== Record set ==
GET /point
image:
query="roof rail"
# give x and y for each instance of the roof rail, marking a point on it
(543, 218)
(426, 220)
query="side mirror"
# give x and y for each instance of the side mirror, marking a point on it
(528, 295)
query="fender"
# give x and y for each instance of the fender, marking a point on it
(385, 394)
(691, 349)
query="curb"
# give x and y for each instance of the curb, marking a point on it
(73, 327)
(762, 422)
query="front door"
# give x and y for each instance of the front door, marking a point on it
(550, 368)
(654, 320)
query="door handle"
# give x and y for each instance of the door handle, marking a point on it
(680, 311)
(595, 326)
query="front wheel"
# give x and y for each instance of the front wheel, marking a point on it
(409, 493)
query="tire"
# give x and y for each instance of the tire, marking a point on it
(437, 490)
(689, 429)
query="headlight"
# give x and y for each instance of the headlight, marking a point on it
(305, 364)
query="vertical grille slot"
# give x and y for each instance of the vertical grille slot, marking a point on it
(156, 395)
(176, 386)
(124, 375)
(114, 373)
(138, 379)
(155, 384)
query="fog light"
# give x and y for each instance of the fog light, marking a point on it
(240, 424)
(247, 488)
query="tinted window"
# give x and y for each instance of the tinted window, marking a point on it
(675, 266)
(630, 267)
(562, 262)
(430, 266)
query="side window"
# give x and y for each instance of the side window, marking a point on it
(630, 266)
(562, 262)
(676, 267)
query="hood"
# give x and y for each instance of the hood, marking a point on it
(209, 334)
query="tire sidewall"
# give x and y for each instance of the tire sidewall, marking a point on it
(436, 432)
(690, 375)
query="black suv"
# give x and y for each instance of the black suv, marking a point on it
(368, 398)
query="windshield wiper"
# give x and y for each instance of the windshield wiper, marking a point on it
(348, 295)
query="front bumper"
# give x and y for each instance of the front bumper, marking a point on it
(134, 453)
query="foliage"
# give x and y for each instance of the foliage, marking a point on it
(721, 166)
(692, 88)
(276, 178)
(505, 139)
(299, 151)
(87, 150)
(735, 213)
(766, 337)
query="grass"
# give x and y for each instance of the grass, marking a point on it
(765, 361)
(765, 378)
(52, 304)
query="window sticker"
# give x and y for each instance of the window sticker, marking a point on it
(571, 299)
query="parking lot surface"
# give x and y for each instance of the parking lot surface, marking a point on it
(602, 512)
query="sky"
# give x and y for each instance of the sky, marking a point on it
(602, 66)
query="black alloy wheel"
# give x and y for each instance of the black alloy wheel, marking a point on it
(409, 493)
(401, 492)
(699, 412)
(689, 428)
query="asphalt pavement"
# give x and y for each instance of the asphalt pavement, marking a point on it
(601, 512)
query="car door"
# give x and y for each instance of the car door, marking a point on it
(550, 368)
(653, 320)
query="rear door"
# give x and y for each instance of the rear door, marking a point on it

== Problem requirements ==
Write out the listing once more, matching it exactly.

== Reply ==
GET /point
image:
query="roof rail"
# give x and y for each instance of the roof rail, marking a point on it
(543, 218)
(426, 220)
query="side mirror"
# give x and y for each instance of the side mirror, marking a point on it
(528, 295)
query="fender"
# give x and y for each instance of the fender, marking a point on it
(385, 394)
(691, 349)
query="curb"
# give x and y for each instance of the curb, marking a point on it
(73, 327)
(762, 422)
query="front door"
# give x and y for each instance of the front door, marking a point on it
(550, 368)
(654, 320)
query="door handle"
# give x and y for each instance of the door handle, marking a point on it
(680, 311)
(595, 326)
query="front wheel"
# give x and y for each instance of the front wheel, marking a point on it
(409, 493)
query="tire"
# give x and y for each instance of the tire, marking a point on it
(437, 490)
(689, 429)
query="headlight"
# give x and y for each instance of the headlight, marking a point on it
(305, 364)
query="vertical grille slot"
# give x and y for each instance of the vertical grille slot, marking a point on it
(156, 395)
(176, 386)
(124, 375)
(114, 373)
(138, 379)
(155, 384)
query="fog light"
# give x and y for each instance of the fog light, marking a point on it
(240, 424)
(247, 488)
query="tinted window"
# give x and y for each instance of the tinted window, marking a point on it
(675, 266)
(630, 267)
(562, 262)
(430, 266)
query="side window"
# give x and y for each instance of the side window, marking a point on it
(630, 266)
(562, 262)
(676, 267)
query="hood"
# give x and y for each instance of the hood, marking a point on it
(209, 334)
query="tire sidewall"
# give x and y for each instance of the tire sidewall, marking a point on it
(436, 432)
(690, 375)
query="black suv"
# give x and y for each instance of the black suv, marking a point on it
(368, 398)
query="windshield wiper"
# give x and y for each instance of the windshield wiper, marking a point on it
(348, 295)
query="front bumper"
# give x and y for each instance of the front bumper, marking a point on it
(134, 453)
query="foliage"
# give x and y for each instance of the foliage, marking a point on it
(721, 166)
(692, 88)
(276, 178)
(505, 139)
(299, 151)
(87, 150)
(735, 213)
(766, 337)
query="grass"
# give x and y for each instance of the grass, marking a point on it
(765, 361)
(765, 378)
(52, 304)
query="window sticker"
# give x and y for each instance of the window sticker, marking a point on it
(571, 299)
query="parking lot surface"
# give x and y for each instance of the parking lot surface, marking a point on it
(602, 512)
query="sky"
# give x and y for each instance of the sky, marking a point on it
(602, 66)
query="black alloy wheel"
# give x and y for each instance of the black alloy wheel, marking a point on it
(409, 493)
(401, 492)
(699, 412)
(689, 428)
query="asphalt pavement"
# give x and y for each instance of the asphalt pavement, marking a point on it
(601, 512)
query="car door"
# give x and y for each instance of the car door, marking a point on it
(550, 368)
(653, 320)
query="rear door"
# give x and y for each instance of the rear door, marking a point on it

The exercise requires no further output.